Excerpt
══════════
KRAKEN
Slip of the tongue, slip
of the sea’s
eight arms, and the whirlpool
begins
to compress its armour:
failed spears, failed
reel, a lens
to enlarge the pericardial
inferno
thrashing like an ocean
of downturned blades; and
the criss-
crossing above, far from
the eroding
waves mapping the shore,
a swell
of limbs reaches out to
swallow
all that ruptures the
surface
with the self-same ink
and afterglow
that drew Montfort to mime
the wine-dark whine of
the unseen.
══════════
Data excerpts
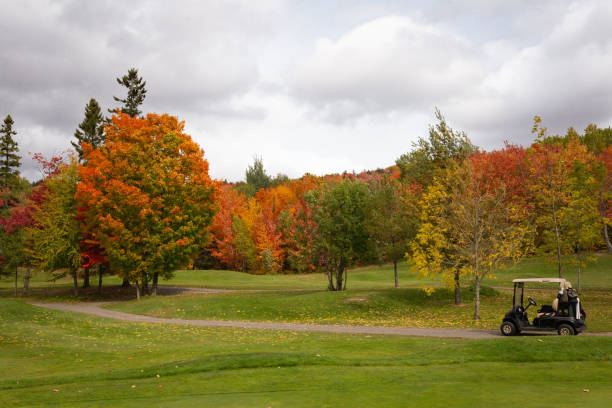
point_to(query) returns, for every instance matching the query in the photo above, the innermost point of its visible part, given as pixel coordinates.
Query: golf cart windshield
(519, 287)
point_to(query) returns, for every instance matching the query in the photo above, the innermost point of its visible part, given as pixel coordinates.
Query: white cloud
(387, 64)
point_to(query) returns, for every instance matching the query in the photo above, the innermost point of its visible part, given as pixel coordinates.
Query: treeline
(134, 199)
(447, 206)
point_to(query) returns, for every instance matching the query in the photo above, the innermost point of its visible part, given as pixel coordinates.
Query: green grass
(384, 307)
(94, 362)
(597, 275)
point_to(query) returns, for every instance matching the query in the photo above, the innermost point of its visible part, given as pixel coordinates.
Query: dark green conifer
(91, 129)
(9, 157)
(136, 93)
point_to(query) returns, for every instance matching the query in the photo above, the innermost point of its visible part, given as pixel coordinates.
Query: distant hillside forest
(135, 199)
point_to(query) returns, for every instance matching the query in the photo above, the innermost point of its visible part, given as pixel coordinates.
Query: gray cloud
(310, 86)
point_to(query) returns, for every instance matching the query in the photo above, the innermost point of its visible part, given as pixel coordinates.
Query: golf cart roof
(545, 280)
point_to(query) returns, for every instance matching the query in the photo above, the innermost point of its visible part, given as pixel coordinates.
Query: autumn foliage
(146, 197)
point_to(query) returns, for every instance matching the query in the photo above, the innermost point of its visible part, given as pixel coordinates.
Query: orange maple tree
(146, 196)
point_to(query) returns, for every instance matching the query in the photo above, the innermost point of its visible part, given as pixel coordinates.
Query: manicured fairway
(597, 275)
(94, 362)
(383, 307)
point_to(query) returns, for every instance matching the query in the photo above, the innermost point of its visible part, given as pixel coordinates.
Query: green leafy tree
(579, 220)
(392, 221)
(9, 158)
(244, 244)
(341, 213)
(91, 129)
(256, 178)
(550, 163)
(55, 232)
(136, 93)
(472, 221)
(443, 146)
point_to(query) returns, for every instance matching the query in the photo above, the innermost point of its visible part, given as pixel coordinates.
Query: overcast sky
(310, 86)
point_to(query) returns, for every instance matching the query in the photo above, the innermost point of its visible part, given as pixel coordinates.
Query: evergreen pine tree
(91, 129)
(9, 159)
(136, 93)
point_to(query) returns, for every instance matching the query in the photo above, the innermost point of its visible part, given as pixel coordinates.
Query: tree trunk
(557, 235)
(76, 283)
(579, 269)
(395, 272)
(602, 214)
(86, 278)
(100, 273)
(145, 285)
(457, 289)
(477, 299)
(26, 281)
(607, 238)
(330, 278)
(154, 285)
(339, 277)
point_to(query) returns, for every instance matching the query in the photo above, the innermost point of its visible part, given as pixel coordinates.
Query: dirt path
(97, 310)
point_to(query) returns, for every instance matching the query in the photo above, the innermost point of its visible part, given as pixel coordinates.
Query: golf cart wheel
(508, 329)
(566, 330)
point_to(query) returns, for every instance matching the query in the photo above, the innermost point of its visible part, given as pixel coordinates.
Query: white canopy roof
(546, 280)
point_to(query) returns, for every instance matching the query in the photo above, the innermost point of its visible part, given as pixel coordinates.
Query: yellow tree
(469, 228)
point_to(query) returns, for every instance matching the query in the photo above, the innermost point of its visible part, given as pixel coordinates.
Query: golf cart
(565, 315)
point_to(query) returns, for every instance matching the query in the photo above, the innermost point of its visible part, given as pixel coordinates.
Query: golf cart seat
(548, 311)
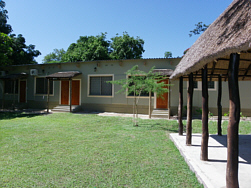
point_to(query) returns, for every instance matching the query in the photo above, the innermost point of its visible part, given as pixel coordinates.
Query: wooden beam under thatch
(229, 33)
══════════
Directions
A. Translate into Spanish the following sentence from the poem "Kraken": "Slip of the tongue, slip of the sea’s eight arms, and the whirlpool begins to compress its armour: failed spears, failed reel, a lens to enlarge the pericardial inferno thrashing like an ocean of downturned blades; and the criss-crossing above, far from the eroding waves mapping the shore, a swell of limbs reaches out to swallow all that ruptures the surface with the self-same ink and afterglow that drew Montfort to mime the wine-dark whine of the unseen."
B. Answer these questions using the poem "Kraken":
(i) How many arms does the poem give the sea?
(ii) What are the eroding waves doing?
(iii) Who was drawn to mime "the wine-dark whine of the unseen"?

Activity answers
A. Desliz de la lengua, desliz de los ocho brazos del mar, y el remolino comienza a comprimir su armadura: lanzas fallidas, carrete fallido, una lente para agrandar el infierno pericárdico que se agita como un océano de hojas vueltas hacia abajo; y el entrecruzamiento de arriba, lejos de las olas erosivas que cartografían la orilla, una marejada de extremidades se extiende para tragar todo lo que rompe la superficie con la misma tinta y el mismo resplandor que llevaron a Montfort a imitar el gemido de color vino oscuro de lo invisible.

B.
(i) Eight.
(ii) Mapping the shore.
(iii) Montfort.